• **PAGE EXCERPT**:
####
What does the little word “a” mean in a patent application?
It’s surprisingly unclear.
In the recent case of Niz-Chavez v. Garland, US Supreme Court decided that “a” meant “one.” That might seem obvious, but the government in that case contended that "[t]he indefinite article `a' is often used to refer to something that may be provided in more than one installment.”
The Court noted that
The government observes, for example, that a writer can publish "a" story serially, or an author may deliver "a" manuscript chapter by chapter. …The dissent offers its own illustrations, highlighting that "a job application" and "a contract" also can be prepared in parts. … So even if IIRIRA speaks repeatedly of "a" notice to appear, the government and dissent contend, it remains possible that Congress meant to allow that notice to come over time and in pieces.
The trouble with this response is that everyone admits language doesn't always work this way. To build on an illustration we used in Pereira, someone who agrees to buy "a car" would hardly expect to receive the chassis today, wheels next week, and an engine to follow.
Normally, the Court continued,
indefinite articles (like "a" or "an") precede countable nouns. The examples above illustrate the point: While you might say "she wrote a manuscript" or "he sent three job applications," no one would say "she wrote manuscript" or "he sent job application." … By contrast, noncountable nouns—including abstractions like "cowardice" or "fun"—"almost never take indefinite articles."
####
• **RECORDS**:
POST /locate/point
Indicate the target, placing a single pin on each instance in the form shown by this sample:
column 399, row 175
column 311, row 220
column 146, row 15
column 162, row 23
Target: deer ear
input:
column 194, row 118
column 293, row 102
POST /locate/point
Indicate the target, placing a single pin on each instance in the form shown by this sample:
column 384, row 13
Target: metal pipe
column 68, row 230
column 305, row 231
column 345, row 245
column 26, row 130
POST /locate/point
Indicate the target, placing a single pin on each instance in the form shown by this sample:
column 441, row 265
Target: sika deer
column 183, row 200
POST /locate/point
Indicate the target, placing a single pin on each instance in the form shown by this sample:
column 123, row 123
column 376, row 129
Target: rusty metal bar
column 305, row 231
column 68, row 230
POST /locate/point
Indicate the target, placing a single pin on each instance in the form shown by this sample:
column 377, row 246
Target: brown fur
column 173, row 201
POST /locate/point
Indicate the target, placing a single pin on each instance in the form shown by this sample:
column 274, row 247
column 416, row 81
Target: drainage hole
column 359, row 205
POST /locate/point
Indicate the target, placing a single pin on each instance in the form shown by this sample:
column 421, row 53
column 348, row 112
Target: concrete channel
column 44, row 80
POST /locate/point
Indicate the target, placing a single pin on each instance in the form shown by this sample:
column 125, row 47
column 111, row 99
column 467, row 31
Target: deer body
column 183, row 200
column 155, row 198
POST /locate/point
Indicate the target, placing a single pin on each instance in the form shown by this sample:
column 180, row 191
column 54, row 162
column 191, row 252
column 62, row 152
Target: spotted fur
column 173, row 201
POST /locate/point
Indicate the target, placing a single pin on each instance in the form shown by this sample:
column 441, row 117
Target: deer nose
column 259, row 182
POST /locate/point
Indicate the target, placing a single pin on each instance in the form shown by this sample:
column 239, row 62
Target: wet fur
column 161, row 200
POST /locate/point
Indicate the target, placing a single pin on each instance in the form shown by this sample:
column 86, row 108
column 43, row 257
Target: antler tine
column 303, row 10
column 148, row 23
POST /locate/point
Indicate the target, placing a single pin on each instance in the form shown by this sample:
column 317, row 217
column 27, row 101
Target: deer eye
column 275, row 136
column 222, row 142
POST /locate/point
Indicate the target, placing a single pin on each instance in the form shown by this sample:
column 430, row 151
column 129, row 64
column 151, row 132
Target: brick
####
Set down, word for word, the part of the piece above on the meaning of "a" that runs between "The Court noted" and "engine to follow.", inclusive.

The Court noted that
The government observes, for example, that a writer can publish "a" story serially, or an author may deliver "a" manuscript chapter by chapter. …The dissent offers its own illustrations, highlighting that "a job application" and "a contract" also can be prepared in parts. … So even if IIRIRA speaks repeatedly of "a" notice to appear, the government and dissent contend, it remains possible that Congress meant to allow that notice to come over time and in pieces.
The trouble with this response is that everyone admits language doesn't always work this way. To build on an illustration we used in Pereira, someone who agrees to buy "a car" would hardly expect to receive the chassis today, wheels next week, and an engine to follow.